— Exercise prompt —
Please copy out every one of the records below word for word, leaving the pictures out.

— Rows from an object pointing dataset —

------

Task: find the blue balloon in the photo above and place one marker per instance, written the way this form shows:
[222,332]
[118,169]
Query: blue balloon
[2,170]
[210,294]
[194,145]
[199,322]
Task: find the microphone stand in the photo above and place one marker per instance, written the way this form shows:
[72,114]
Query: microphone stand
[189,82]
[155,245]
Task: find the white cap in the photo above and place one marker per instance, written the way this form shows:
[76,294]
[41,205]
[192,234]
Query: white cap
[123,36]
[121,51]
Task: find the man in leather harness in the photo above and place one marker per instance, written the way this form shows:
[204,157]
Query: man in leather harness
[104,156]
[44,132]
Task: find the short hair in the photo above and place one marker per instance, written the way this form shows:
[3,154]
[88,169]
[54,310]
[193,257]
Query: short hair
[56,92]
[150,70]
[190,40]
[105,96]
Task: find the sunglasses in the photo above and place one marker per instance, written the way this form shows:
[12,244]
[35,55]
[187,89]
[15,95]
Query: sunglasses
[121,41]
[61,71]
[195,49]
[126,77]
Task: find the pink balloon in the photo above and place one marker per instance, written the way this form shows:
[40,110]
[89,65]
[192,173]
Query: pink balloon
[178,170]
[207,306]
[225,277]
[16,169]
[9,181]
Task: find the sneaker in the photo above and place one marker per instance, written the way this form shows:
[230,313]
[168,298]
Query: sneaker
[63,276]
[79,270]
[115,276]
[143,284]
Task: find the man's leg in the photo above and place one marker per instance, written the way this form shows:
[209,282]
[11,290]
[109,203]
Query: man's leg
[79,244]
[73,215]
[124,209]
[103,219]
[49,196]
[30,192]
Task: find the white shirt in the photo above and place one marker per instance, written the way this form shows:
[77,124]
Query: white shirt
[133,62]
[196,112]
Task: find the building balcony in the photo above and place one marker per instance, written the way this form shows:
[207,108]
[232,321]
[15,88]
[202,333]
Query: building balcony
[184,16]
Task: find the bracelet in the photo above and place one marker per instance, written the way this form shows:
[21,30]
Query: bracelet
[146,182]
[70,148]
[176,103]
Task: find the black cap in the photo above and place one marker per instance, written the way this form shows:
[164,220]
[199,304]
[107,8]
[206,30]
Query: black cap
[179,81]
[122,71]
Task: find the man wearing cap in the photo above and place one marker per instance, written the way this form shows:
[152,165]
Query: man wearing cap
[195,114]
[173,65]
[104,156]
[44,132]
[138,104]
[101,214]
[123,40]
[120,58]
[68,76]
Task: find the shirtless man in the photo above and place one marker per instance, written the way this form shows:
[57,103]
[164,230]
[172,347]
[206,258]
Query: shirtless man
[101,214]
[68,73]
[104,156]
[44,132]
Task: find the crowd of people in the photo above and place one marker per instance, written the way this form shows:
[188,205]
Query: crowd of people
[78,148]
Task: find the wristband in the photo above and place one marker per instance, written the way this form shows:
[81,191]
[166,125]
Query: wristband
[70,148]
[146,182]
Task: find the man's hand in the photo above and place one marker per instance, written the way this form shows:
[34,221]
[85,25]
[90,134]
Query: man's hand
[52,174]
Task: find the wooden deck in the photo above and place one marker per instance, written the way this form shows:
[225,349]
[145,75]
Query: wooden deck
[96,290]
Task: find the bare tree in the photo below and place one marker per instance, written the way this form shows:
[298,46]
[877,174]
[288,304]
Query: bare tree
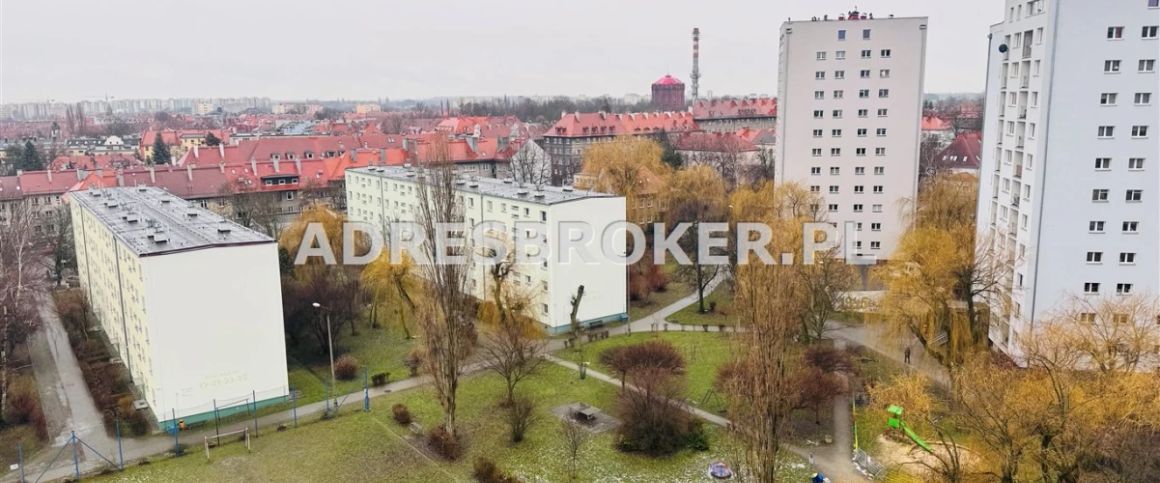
[531,165]
[17,282]
[510,341]
[446,321]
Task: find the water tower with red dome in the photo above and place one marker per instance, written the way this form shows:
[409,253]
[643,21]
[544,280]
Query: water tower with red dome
[668,94]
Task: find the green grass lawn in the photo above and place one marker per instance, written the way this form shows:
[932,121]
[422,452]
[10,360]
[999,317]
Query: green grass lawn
[723,315]
[703,354]
[379,350]
[372,447]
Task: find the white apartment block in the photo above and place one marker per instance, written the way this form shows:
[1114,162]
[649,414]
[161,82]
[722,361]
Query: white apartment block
[1068,186]
[384,195]
[190,301]
[849,96]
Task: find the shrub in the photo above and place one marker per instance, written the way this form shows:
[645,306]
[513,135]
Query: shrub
[444,444]
[521,413]
[346,368]
[401,415]
[653,418]
[486,471]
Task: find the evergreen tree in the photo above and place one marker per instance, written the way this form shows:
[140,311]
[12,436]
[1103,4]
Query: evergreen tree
[161,155]
[30,158]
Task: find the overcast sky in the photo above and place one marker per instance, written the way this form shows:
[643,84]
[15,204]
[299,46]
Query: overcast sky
[365,49]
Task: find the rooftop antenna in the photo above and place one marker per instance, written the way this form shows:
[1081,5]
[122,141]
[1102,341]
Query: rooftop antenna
[696,62]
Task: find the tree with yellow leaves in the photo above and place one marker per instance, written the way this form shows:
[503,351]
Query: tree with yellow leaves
[629,166]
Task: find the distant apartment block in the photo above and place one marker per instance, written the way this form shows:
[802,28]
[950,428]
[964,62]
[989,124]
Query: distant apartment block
[383,195]
[1068,185]
[850,101]
[190,302]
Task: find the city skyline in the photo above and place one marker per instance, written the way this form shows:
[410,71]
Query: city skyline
[359,56]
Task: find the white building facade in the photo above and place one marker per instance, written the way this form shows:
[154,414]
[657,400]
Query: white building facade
[385,195]
[849,115]
[190,301]
[1068,186]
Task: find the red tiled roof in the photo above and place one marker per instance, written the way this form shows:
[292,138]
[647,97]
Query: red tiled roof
[729,108]
[668,80]
[617,124]
[711,142]
[962,153]
[933,123]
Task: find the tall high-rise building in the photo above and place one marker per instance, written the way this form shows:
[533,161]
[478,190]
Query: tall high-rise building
[1068,186]
[849,94]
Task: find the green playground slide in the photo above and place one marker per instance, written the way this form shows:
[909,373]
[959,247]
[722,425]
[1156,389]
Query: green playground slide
[915,438]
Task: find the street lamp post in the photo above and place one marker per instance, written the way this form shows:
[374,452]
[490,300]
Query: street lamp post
[330,343]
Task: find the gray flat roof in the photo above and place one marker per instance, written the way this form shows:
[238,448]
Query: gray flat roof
[152,221]
[492,186]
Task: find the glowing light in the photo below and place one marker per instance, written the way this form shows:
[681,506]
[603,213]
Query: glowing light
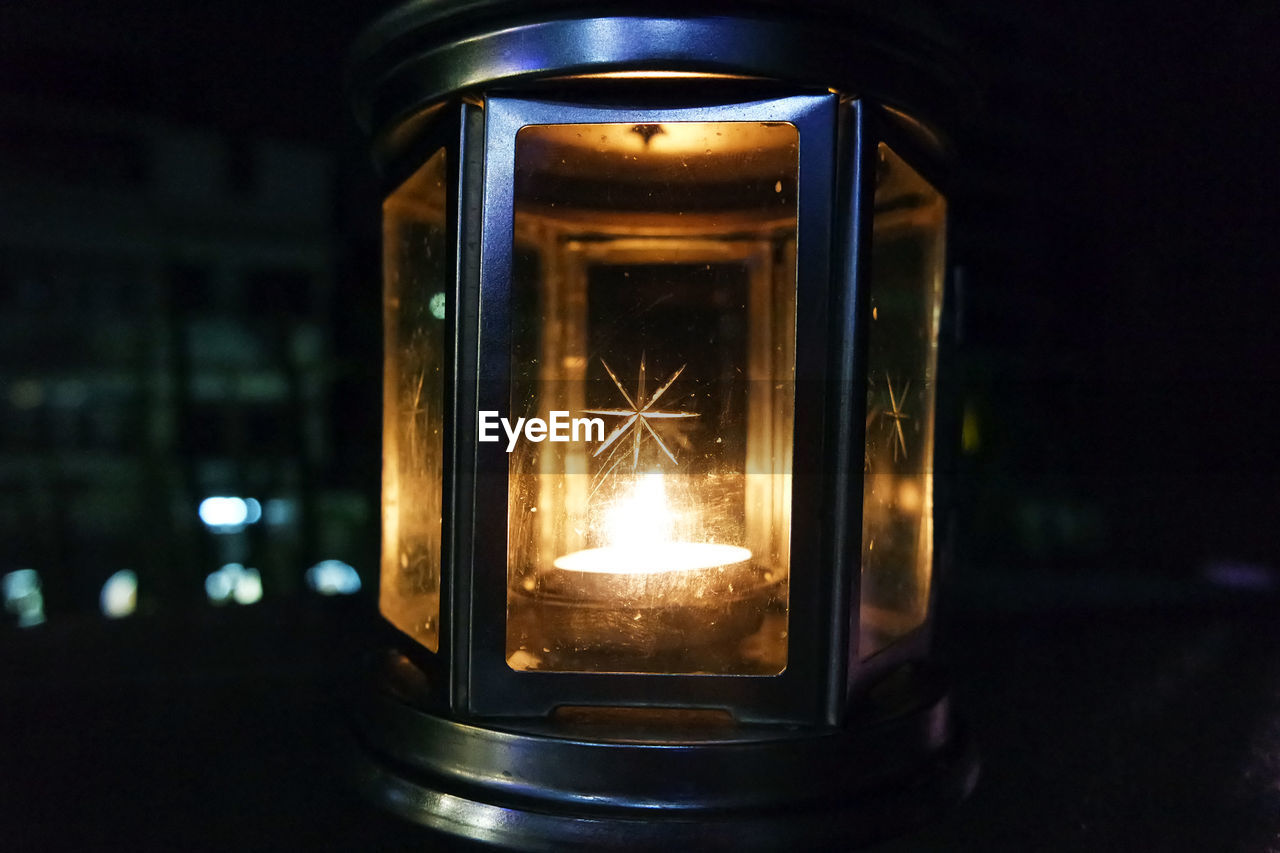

------

— Finished task —
Task: find the blue balloon in the photo above and place one marker per instance, written the way this form shows:
[222,332]
[118,169]
Query: blue balloon
[2,170]
[210,294]
[194,145]
[199,322]
Task: find the microphone stand in the photo above and place one marker per instance, written the way this form shows:
[72,114]
Query: microphone stand
[189,82]
[155,245]
Task: find the white cap in the photo above and place one marker per instance, written the way this form shows:
[76,294]
[41,205]
[192,234]
Query: white cap
[123,36]
[121,51]
Task: find the man in leather harness in the photo above and place one marker per instance, written the way this form shows:
[204,157]
Query: man in leather harness
[104,156]
[44,132]
Task: find the short hair in the photo above and place one marker per instance, written the way this form shows:
[3,154]
[88,169]
[54,310]
[193,257]
Query: short hair
[56,92]
[150,70]
[190,40]
[105,96]
Task: find the sunglasses in the photo above and place one marker per instance, written the way this form shows:
[12,244]
[35,55]
[187,89]
[15,95]
Query: sunglasses
[121,41]
[61,71]
[195,49]
[126,77]
Task: find the pink balloon in the photo above and place one marker per instance, written the way this form shows:
[40,110]
[89,65]
[192,173]
Query: pink balloon
[178,170]
[207,306]
[225,277]
[16,169]
[9,181]
Task: find the sneaker in the photo above and place one marker per instance, written the way this form shows:
[230,313]
[168,298]
Query: sneaker
[63,276]
[79,270]
[115,276]
[143,284]
Task: find the man's leg in the photo above and place one marker per instance, written the way this form shows:
[209,282]
[11,290]
[109,203]
Query: man's leg
[79,244]
[73,215]
[124,209]
[103,219]
[49,196]
[30,192]
Task: find the white shirt in the photo above and place one marker per instance, written the way this form shows:
[77,124]
Query: white shirt
[133,62]
[196,112]
Task: find the building balcony in the photo above and place one marker per instance, written the way this form shows:
[207,108]
[232,321]
[15,88]
[202,333]
Query: building balcony
[184,16]
Task: find the bracelet in the photo above and place one marker per instance, written the way this form shows:
[21,30]
Query: bracelet
[146,182]
[70,148]
[176,103]
Task: find the black cap in the photo above and place one marker per instance, written the way this form shows:
[164,220]
[199,304]
[107,8]
[206,30]
Query: black cap
[179,81]
[122,71]
Task: find the man wearing cap in the photo above and place one marker per instance, written the way this form shows:
[152,165]
Query: man wearing cap
[195,114]
[173,65]
[104,156]
[44,132]
[138,104]
[101,214]
[123,40]
[120,58]
[68,76]
Task: find the shirtless man in the photo above and place one marker per instance, written the way this form shows:
[57,103]
[164,230]
[172,347]
[206,258]
Query: shirtless man
[101,214]
[68,73]
[104,156]
[44,132]
Task: find the crowd of people in the photo above and place one marker per instance, written the way this form shows:
[188,205]
Query: crowd of people
[78,148]
Task: find the wristband in the photo above and place one marker per instance, written the way this form shows:
[81,191]
[166,125]
Query: wristband
[70,148]
[146,182]
Task: find the man's hand in the photo above and place one marker per instance, written the way this form shows:
[34,221]
[85,25]
[90,134]
Query: man's hand
[52,174]
Task: find the wooden deck in the photo above and place one marker per instance, written the way this form shows:
[225,349]
[145,75]
Query: wooden deck
[96,290]
Task: find the bare tree in the photo below and place one marker per instance, written the way this form shows:
[298,46]
[877,174]
[288,304]
Query: bare tree
[531,165]
[17,282]
[510,341]
[446,321]
Task: find the water tower with red dome in the photo above and place one marker per instance, written the way this form shows:
[409,253]
[643,21]
[544,280]
Query: water tower with red dome
[668,94]
Task: find the green grass lawn in the photo above and place one marker per instance, written the way this form shows:
[932,121]
[422,452]
[10,360]
[999,317]
Query: green grass lawn
[723,315]
[703,354]
[379,350]
[372,447]
Task: find the white apartment block in the photo above and place one marker per instance, written the way this form shows:
[1114,162]
[649,414]
[161,82]
[722,361]
Query: white apartment block
[1068,186]
[384,195]
[190,301]
[849,96]
Task: find the shrub in the photo above and place one marker per instance, written the way this form shows:
[645,306]
[513,135]
Query: shrub
[444,444]
[521,413]
[346,368]
[401,415]
[653,418]
[486,471]
Task: find the evergreen tree in the photo above and place one marker per instance, written the way this form shows:
[140,311]
[12,436]
[1103,4]
Query: evergreen tree
[161,155]
[30,158]
Task: find the overcast sky in the photo above and place one marker per instance, written the way this form shows:
[643,84]
[15,204]
[299,46]
Query: overcast sky
[365,49]
Task: find the rooftop antenna in the photo above and place one marker per instance, written the way this form shows:
[1081,5]
[122,141]
[1102,341]
Query: rooftop antenna
[696,62]
Task: find the tree with yellow leaves in the photo above and place one marker per instance, written the way this form shows:
[503,351]
Query: tree with yellow leaves
[629,166]
Task: find the distant apartment block in the photo above and place one marker per instance, written the way this form shows:
[802,28]
[950,428]
[964,62]
[989,124]
Query: distant apartment block
[383,195]
[1068,185]
[850,101]
[190,302]
Task: find the city skyline in the photo above and place one marker per instance, written the way this form shows:
[410,71]
Query: city skyline
[359,56]
Task: find the white building facade in the photo above and place one marker per instance, written the way this form shows:
[154,414]
[657,400]
Query: white building facade
[385,195]
[849,115]
[190,301]
[1068,186]
Task: find the red tiled roof in the photo above and place one marker per instance, written the way this form shows:
[292,138]
[647,97]
Query: red tiled roof
[729,108]
[668,80]
[617,124]
[711,142]
[962,153]
[933,123]
Task: find the tall high-rise building in the photo above and place one marker per instance, written the way this form shows:
[533,161]
[478,190]
Query: tall high-rise building
[1068,186]
[849,94]
Task: find the green playground slide in the photo above and place one marker per instance, written the way this form shows:
[909,373]
[959,247]
[722,425]
[1156,389]
Query: green playground slide
[915,438]
Task: find the street lamp post in the photo above and place one marker per instance, written the way this form shows:
[374,452]
[490,300]
Query: street lamp post
[330,343]
Task: find the gray flat roof in the photo above and place one marker per instance, written the way this form shows:
[238,448]
Query: gray flat roof
[152,221]
[492,186]
Task: find the glowing light in the photo below and place one marker per instance, written the way this form shows:
[681,506]
[603,213]
Query: glowing light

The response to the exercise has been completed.